#### WHAT IS EXPECTED
Output the portion of the forum thread about New Year trips word for word, from "Were definitely going" to "DavidB963 (Nov 18, 2015)", inclusive.

#### PASSAGE GIVEN
* * *
Had to think about that one David, I take it you booked while you had the caravan


----------



## Johnnygm7lsi (Nov 18, 2015)

Jimhunterj4 said:


> We don't mind meeting up for new year, some organising something ?



I had hoped to do the Wheel for our first one, but we have an 80th birthday this weekend, not mine!!! , hopefully get to the next one


----------



## Jimhunterj4 (Nov 18, 2015)

Were definitely going away for the new year, weather permitted, if someone wants to get something sorted out that's great we will go with that


----------



## DavidB963 (Nov 18, 2015)

Johnnygm7lsi said:


> Had to think about that one David, I take it you booked while you had the caravan



Yep we have done Christmas and Hogmanay in the 'van for about 16 years or more. 

Dave


----------



## 5andy (Nov 18, 2015)

We normally go somewhere for new year. Last year it was Inverness and Aviemore the year before. We actually considered St Andrews this year if we dont return to Inverness. Happy to have a coversation about it at the weekend in Falkirk Jim.
Sandy.
* * *
#### DATASET

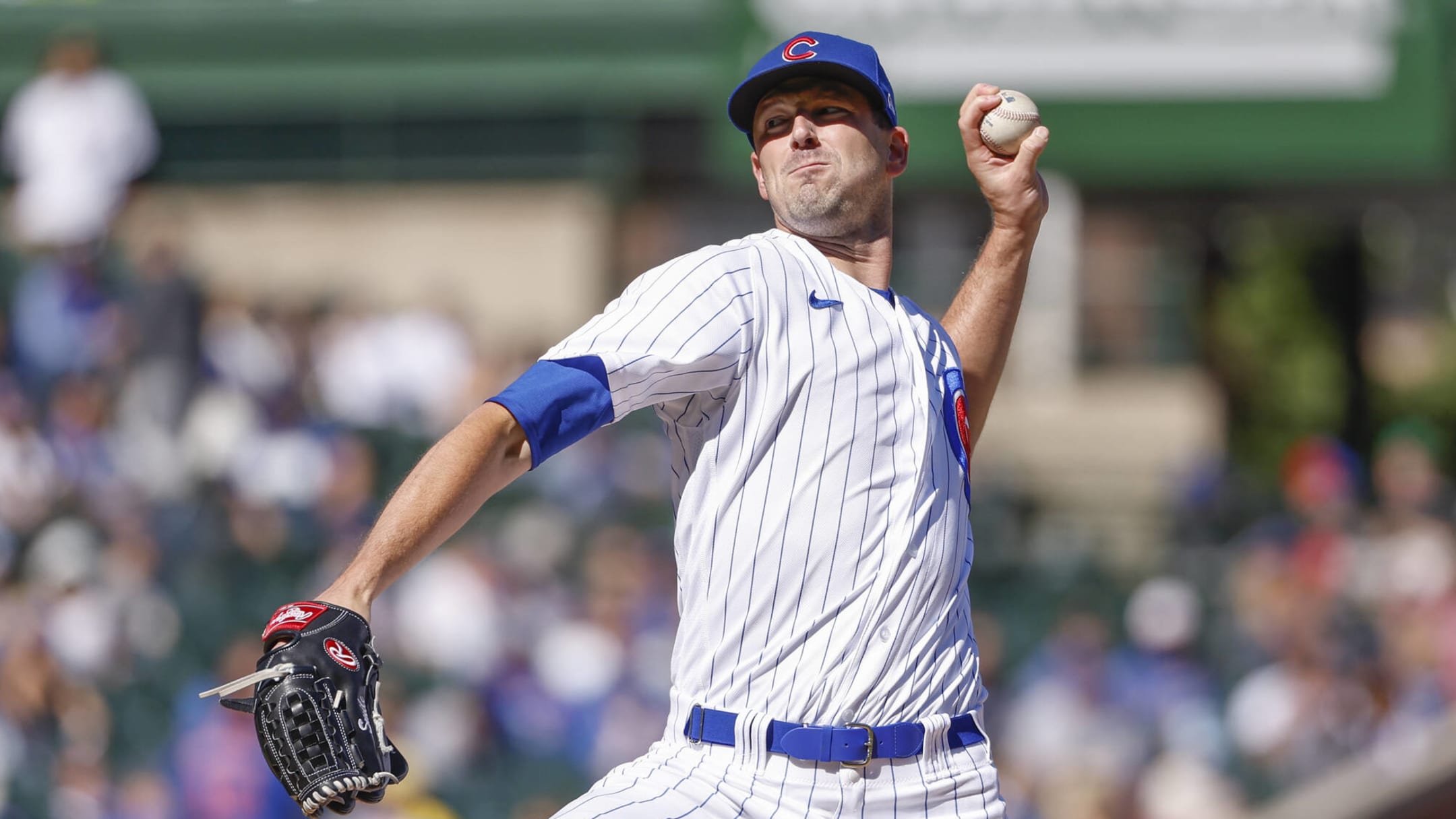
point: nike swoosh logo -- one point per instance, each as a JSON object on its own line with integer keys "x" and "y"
{"x": 820, "y": 303}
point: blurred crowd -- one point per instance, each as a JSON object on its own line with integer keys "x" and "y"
{"x": 1273, "y": 649}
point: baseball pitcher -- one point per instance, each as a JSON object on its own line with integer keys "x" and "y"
{"x": 822, "y": 427}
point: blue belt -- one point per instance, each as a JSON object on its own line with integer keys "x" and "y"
{"x": 853, "y": 745}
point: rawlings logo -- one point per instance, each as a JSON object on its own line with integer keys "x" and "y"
{"x": 340, "y": 653}
{"x": 788, "y": 50}
{"x": 293, "y": 617}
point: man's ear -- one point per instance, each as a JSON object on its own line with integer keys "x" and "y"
{"x": 758, "y": 174}
{"x": 897, "y": 152}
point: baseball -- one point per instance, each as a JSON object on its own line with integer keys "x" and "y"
{"x": 1009, "y": 123}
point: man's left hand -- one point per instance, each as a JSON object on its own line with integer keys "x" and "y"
{"x": 1011, "y": 184}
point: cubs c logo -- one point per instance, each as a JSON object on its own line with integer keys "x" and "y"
{"x": 340, "y": 653}
{"x": 961, "y": 425}
{"x": 957, "y": 423}
{"x": 293, "y": 618}
{"x": 791, "y": 56}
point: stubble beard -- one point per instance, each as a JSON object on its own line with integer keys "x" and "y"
{"x": 826, "y": 206}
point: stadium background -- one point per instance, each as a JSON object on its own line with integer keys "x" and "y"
{"x": 1215, "y": 566}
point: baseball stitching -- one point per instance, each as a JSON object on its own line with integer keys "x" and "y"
{"x": 1011, "y": 115}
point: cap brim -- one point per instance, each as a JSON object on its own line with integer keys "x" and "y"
{"x": 744, "y": 100}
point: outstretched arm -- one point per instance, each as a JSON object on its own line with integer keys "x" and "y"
{"x": 472, "y": 462}
{"x": 983, "y": 312}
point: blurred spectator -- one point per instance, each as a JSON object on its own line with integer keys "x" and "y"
{"x": 165, "y": 312}
{"x": 75, "y": 138}
{"x": 65, "y": 320}
{"x": 1408, "y": 554}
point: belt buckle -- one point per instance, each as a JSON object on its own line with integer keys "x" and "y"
{"x": 702, "y": 722}
{"x": 870, "y": 745}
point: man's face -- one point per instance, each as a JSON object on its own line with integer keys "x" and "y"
{"x": 822, "y": 159}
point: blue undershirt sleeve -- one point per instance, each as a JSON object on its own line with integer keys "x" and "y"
{"x": 558, "y": 402}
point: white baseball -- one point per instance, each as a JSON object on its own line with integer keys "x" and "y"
{"x": 1009, "y": 123}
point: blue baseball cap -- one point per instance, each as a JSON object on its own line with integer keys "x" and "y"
{"x": 820, "y": 55}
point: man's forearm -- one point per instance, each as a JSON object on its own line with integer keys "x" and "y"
{"x": 468, "y": 465}
{"x": 983, "y": 315}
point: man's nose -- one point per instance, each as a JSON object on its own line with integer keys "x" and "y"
{"x": 804, "y": 134}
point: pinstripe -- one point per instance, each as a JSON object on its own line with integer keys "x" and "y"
{"x": 588, "y": 797}
{"x": 705, "y": 324}
{"x": 733, "y": 550}
{"x": 798, "y": 458}
{"x": 763, "y": 508}
{"x": 894, "y": 475}
{"x": 651, "y": 280}
{"x": 829, "y": 579}
{"x": 684, "y": 309}
{"x": 667, "y": 790}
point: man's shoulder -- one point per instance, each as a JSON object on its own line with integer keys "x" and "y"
{"x": 744, "y": 251}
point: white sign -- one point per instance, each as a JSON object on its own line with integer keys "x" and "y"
{"x": 1114, "y": 49}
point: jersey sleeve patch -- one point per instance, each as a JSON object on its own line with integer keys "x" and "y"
{"x": 558, "y": 402}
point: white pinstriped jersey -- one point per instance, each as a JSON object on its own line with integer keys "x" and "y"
{"x": 822, "y": 514}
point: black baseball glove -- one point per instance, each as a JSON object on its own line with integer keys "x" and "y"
{"x": 316, "y": 708}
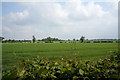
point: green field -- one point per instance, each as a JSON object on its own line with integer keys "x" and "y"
{"x": 12, "y": 53}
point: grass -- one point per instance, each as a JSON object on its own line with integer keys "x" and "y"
{"x": 12, "y": 53}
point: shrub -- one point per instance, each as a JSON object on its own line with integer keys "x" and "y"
{"x": 65, "y": 68}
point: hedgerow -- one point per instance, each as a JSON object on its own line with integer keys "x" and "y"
{"x": 65, "y": 68}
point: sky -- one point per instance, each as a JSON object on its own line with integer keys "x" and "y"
{"x": 64, "y": 20}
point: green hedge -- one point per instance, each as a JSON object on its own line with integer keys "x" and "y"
{"x": 65, "y": 68}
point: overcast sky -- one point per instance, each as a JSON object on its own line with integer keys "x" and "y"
{"x": 64, "y": 20}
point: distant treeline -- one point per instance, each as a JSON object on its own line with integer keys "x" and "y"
{"x": 60, "y": 41}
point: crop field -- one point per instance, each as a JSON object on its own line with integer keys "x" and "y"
{"x": 12, "y": 53}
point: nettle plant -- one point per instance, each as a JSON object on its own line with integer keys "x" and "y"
{"x": 65, "y": 68}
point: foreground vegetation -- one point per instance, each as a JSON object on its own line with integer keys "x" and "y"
{"x": 12, "y": 53}
{"x": 41, "y": 68}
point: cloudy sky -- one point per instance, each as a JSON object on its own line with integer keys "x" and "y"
{"x": 64, "y": 20}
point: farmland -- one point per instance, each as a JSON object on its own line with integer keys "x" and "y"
{"x": 12, "y": 53}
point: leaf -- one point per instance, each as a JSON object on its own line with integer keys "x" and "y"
{"x": 81, "y": 72}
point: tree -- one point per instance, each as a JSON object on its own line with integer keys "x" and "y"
{"x": 82, "y": 39}
{"x": 34, "y": 39}
{"x": 1, "y": 38}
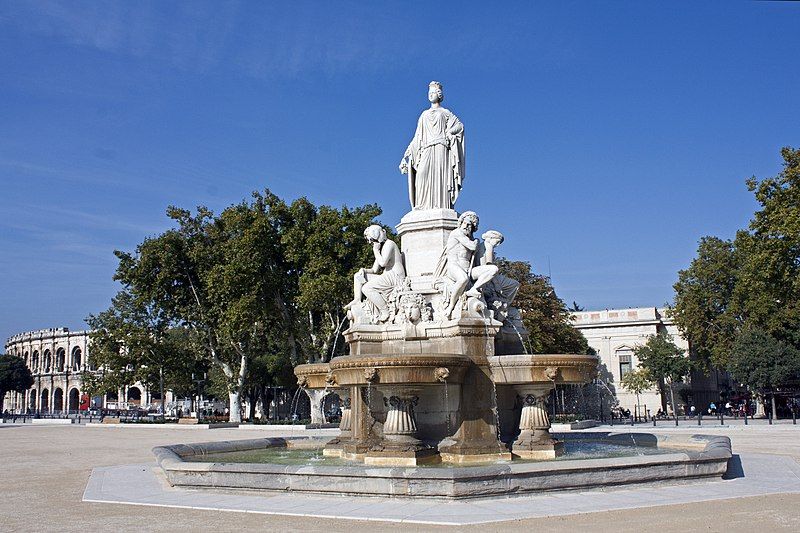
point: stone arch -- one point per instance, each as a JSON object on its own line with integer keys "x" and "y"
{"x": 74, "y": 401}
{"x": 58, "y": 399}
{"x": 44, "y": 403}
{"x": 61, "y": 357}
{"x": 76, "y": 360}
{"x": 134, "y": 396}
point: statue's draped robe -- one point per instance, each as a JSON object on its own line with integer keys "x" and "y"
{"x": 436, "y": 160}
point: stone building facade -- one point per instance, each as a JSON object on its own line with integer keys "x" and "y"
{"x": 614, "y": 333}
{"x": 58, "y": 359}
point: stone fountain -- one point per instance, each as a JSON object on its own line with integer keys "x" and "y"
{"x": 435, "y": 342}
{"x": 437, "y": 371}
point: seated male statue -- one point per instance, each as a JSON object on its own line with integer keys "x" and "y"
{"x": 466, "y": 260}
{"x": 375, "y": 285}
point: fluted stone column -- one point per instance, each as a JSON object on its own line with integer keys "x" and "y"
{"x": 400, "y": 425}
{"x": 534, "y": 440}
{"x": 335, "y": 448}
{"x": 345, "y": 424}
{"x": 400, "y": 445}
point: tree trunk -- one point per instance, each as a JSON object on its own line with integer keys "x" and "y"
{"x": 772, "y": 401}
{"x": 672, "y": 401}
{"x": 235, "y": 409}
{"x": 317, "y": 398}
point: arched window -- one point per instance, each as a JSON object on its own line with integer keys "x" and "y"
{"x": 134, "y": 396}
{"x": 45, "y": 401}
{"x": 625, "y": 356}
{"x": 74, "y": 400}
{"x": 58, "y": 400}
{"x": 60, "y": 359}
{"x": 77, "y": 359}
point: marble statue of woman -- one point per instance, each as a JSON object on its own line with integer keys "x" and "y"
{"x": 434, "y": 160}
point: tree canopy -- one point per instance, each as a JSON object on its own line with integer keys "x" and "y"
{"x": 544, "y": 314}
{"x": 263, "y": 283}
{"x": 742, "y": 295}
{"x": 14, "y": 376}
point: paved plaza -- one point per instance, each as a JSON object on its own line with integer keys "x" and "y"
{"x": 50, "y": 470}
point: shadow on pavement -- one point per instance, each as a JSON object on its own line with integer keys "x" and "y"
{"x": 735, "y": 469}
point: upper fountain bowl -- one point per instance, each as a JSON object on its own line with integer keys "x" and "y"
{"x": 355, "y": 370}
{"x": 525, "y": 369}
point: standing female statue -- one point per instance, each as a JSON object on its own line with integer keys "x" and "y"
{"x": 434, "y": 160}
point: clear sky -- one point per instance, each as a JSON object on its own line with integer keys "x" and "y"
{"x": 603, "y": 139}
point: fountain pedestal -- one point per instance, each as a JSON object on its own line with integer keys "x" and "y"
{"x": 400, "y": 445}
{"x": 534, "y": 440}
{"x": 335, "y": 448}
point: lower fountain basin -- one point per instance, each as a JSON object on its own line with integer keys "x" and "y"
{"x": 686, "y": 457}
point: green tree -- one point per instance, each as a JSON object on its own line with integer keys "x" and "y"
{"x": 750, "y": 283}
{"x": 135, "y": 341}
{"x": 262, "y": 280}
{"x": 767, "y": 294}
{"x": 763, "y": 362}
{"x": 666, "y": 363}
{"x": 325, "y": 247}
{"x": 703, "y": 296}
{"x": 546, "y": 317}
{"x": 637, "y": 381}
{"x": 15, "y": 376}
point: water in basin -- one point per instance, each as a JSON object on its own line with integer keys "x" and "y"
{"x": 574, "y": 449}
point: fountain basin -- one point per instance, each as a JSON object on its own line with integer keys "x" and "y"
{"x": 313, "y": 375}
{"x": 399, "y": 369}
{"x": 546, "y": 369}
{"x": 697, "y": 456}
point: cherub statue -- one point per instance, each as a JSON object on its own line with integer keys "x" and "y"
{"x": 376, "y": 284}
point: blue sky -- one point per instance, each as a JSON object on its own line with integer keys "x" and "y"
{"x": 603, "y": 139}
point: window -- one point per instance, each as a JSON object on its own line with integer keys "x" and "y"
{"x": 624, "y": 355}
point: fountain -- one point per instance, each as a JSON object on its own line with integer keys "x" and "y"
{"x": 429, "y": 318}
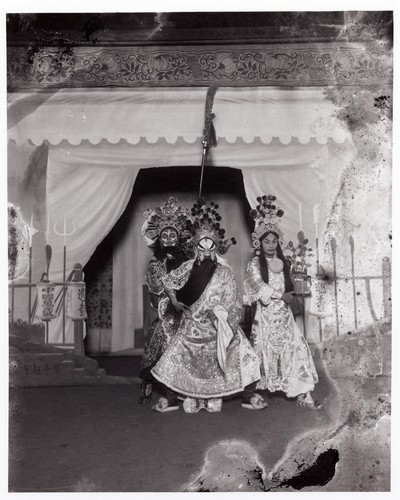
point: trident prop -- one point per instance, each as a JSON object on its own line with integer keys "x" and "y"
{"x": 209, "y": 136}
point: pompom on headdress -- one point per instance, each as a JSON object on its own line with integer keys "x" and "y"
{"x": 206, "y": 224}
{"x": 266, "y": 216}
{"x": 170, "y": 214}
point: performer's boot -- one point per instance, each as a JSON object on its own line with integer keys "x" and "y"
{"x": 307, "y": 401}
{"x": 168, "y": 403}
{"x": 147, "y": 391}
{"x": 251, "y": 399}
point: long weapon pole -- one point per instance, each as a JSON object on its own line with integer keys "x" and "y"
{"x": 203, "y": 164}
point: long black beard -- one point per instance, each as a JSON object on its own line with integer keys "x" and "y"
{"x": 199, "y": 278}
{"x": 178, "y": 257}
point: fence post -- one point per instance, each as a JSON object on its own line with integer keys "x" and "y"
{"x": 78, "y": 323}
{"x": 387, "y": 288}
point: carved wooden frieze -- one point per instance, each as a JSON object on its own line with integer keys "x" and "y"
{"x": 289, "y": 65}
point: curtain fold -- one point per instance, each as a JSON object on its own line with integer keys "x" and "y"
{"x": 86, "y": 194}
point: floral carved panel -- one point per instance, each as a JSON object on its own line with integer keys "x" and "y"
{"x": 290, "y": 65}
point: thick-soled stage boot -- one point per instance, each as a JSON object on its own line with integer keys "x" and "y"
{"x": 147, "y": 391}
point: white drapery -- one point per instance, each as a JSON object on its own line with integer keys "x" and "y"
{"x": 99, "y": 140}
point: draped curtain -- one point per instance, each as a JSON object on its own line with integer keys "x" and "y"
{"x": 99, "y": 139}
* * *
#### EXERCISE RESULT
Were definitely going away for the new year, weather permitted, if someone wants to get something sorted out that's great we will go with that


----------



## DavidB963 (Nov 18, 2015)